_WHAT TO WORK ON_
Since only part of the material below is wanted, output exactly the lines from the one with "wanted | a pin on every instance of the flower" up to and including the one with "form | each point like <point>567,167</point>".

_ENTRIES PROVIDED_
□ □ □ □

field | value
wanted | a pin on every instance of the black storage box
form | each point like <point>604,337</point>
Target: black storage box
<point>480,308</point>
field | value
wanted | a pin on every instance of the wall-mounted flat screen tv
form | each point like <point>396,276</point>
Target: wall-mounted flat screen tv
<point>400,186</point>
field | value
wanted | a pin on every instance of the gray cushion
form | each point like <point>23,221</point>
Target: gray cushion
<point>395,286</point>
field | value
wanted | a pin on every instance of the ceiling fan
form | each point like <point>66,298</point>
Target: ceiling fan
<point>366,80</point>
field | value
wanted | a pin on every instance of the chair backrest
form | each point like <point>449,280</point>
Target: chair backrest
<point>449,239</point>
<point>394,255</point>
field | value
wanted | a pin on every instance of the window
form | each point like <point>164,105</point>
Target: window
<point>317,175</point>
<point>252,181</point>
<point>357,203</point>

□ □ □ □

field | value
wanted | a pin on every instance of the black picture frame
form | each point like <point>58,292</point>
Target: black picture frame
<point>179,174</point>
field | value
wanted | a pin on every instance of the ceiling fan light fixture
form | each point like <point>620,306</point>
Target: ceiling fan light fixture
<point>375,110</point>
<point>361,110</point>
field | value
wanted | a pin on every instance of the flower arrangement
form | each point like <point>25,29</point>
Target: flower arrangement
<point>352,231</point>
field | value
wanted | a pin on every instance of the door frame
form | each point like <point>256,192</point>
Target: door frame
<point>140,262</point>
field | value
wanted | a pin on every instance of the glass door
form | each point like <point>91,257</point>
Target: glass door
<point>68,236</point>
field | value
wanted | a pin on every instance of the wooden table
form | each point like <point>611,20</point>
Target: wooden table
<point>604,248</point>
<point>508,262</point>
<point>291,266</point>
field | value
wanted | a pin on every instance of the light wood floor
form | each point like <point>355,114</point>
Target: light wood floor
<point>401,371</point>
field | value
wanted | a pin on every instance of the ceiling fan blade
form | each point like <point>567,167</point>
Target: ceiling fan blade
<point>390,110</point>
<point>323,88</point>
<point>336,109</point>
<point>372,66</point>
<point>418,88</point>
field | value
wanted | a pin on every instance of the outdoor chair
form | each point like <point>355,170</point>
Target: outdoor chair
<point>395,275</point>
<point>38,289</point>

□ □ □ □

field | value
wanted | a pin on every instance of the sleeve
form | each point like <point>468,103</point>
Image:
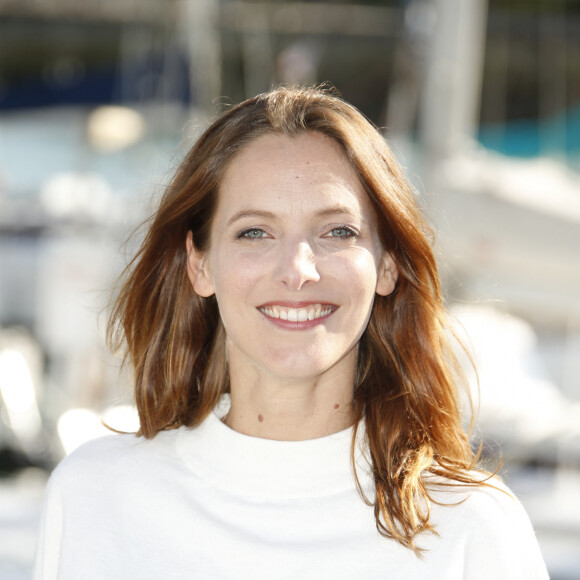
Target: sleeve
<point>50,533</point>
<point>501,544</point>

□ □ □ □

_EXERCISE RESULT_
wanted | a pin on every instance of the flower arrangement
form | each point like <point>25,29</point>
Target: flower arrangement
<point>352,231</point>
field | value
wanted | a pin on every instance of the door frame
form | each point like <point>256,192</point>
Target: door frame
<point>140,262</point>
field | value
wanted | a pin on every instance of the glass door
form | each point like <point>91,257</point>
Target: glass door
<point>68,236</point>
field | value
wanted | a pin on every instance of the wooden table
form | each point like <point>611,20</point>
Target: wooden table
<point>604,248</point>
<point>508,262</point>
<point>291,266</point>
field | value
wanted | a pin on every instance of the light wood floor
form | each point like <point>355,114</point>
Target: light wood floor
<point>401,371</point>
field | value
wanted | a pin on every instance of the ceiling fan blade
form | each point like <point>567,167</point>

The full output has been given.